■ **Prompt**
Write out every line below as a numbered list, skipping any blank lines and leaving the pictures out.

Point labeling data from photos:

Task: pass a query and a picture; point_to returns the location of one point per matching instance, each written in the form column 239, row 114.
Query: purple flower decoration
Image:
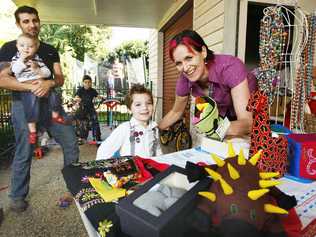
column 85, row 179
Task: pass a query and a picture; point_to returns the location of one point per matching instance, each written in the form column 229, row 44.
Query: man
column 85, row 96
column 28, row 21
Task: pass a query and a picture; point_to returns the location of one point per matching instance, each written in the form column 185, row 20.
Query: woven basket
column 310, row 123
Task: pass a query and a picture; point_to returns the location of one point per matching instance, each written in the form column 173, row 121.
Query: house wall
column 208, row 21
column 216, row 21
column 155, row 70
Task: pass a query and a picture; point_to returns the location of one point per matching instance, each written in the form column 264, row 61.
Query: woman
column 222, row 77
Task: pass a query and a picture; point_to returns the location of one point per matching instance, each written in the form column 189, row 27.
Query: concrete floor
column 44, row 217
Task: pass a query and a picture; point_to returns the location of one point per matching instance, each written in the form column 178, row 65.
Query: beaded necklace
column 303, row 80
column 271, row 48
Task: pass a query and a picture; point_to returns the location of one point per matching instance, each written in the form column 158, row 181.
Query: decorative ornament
column 239, row 194
column 274, row 149
column 104, row 227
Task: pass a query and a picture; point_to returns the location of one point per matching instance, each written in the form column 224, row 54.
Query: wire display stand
column 287, row 41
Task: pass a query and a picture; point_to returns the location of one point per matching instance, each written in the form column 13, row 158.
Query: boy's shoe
column 1, row 215
column 62, row 120
column 32, row 137
column 18, row 205
column 59, row 119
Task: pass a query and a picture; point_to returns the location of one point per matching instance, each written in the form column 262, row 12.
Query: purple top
column 225, row 72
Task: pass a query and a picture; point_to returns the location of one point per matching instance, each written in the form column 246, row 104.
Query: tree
column 78, row 39
column 132, row 49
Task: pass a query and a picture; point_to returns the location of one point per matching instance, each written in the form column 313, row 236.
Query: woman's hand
column 175, row 113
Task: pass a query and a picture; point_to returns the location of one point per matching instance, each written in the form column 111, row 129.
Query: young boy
column 85, row 96
column 27, row 66
column 139, row 136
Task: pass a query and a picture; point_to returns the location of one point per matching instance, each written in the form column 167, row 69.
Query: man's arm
column 7, row 81
column 42, row 87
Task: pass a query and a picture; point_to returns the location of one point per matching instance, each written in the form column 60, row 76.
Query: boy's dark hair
column 137, row 89
column 86, row 77
column 191, row 39
column 24, row 9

■ **Full output**
1. Task: pass a query and a picture; point_to returns the location of one point per matching instance, each written in the form column 239, row 114.
2. Query: purple flower decoration
3. Image:
4. column 85, row 179
5. Task: pass a query and a picture; point_to returns the location of one point per matching instance, each written in the form column 229, row 44.
6. Query: man
7. column 85, row 96
8. column 28, row 21
9. Task: pass a query and a picture; point_to returns the location of one point per matching instance, each written in the form column 185, row 20.
10. Query: woven basket
11. column 310, row 123
12. Task: pass a query and a picture; point_to returns the location of one point per matching instance, each written in the form column 173, row 121.
13. Query: house wall
14. column 208, row 21
15. column 216, row 21
16. column 155, row 70
17. Task: pass a query and a picture; point_to returns the location of one point per matching instance, each written in the form column 264, row 61.
18. Query: woman
19. column 222, row 77
20. Task: pass a query and a picture; point_to returns the location of one point per matching instance, each written in the form column 189, row 27.
21. Query: concrete floor
22. column 44, row 217
23. Task: pass a query and a picture; point_to returns the location of one point per matching instance, each written in the form column 178, row 65.
24. Query: beaded necklace
25. column 303, row 80
26. column 271, row 48
27. Task: pass a query and a picture; point_to returns the location of one point per matching instance, each written in the form column 158, row 181.
28. Query: decorative ornament
29. column 239, row 194
30. column 274, row 149
31. column 104, row 227
32. Task: pass a query and a picture; point_to returns the location of one point per matching instance, each written in the form column 224, row 54.
33. Query: wire display stand
34. column 287, row 41
35. Task: pass a query and a picture; point_to returns the location of one point per matching instance, each written in the form column 13, row 158.
36. Query: boy's shoe
37. column 1, row 215
38. column 62, row 120
39. column 32, row 137
40. column 18, row 205
41. column 59, row 119
42. Task: pass a query and a picture; point_to returns the location of one point per matching instance, each written in the form column 262, row 12.
43. Query: purple top
44. column 225, row 72
45. Task: pass a query and a picture; point_to returns the location of one point per matching instance, each written in the form column 246, row 104.
46. Query: tree
47. column 78, row 39
48. column 132, row 49
49. Task: pass a query and a picture; point_to returns the location of one point per matching instance, each written in the form column 313, row 236.
50. Query: woman's hand
51. column 175, row 113
52. Task: pass a query and a picture; point_to returns the location of one point per matching instance, each written in the form column 111, row 129.
53. Query: young boy
54. column 85, row 96
55. column 27, row 66
56. column 139, row 136
57. Task: pass a query and a picture; point_to returns the location of one point per matching instance, each written in the form column 167, row 69.
58. Query: man's arm
59. column 7, row 81
60. column 42, row 87
61. Task: pass a query and a picture; point_to returns the location of one point per matching instance, each written in the form column 60, row 76.
62. Query: boy's dark hair
63. column 137, row 89
64. column 86, row 77
65. column 191, row 39
66. column 24, row 9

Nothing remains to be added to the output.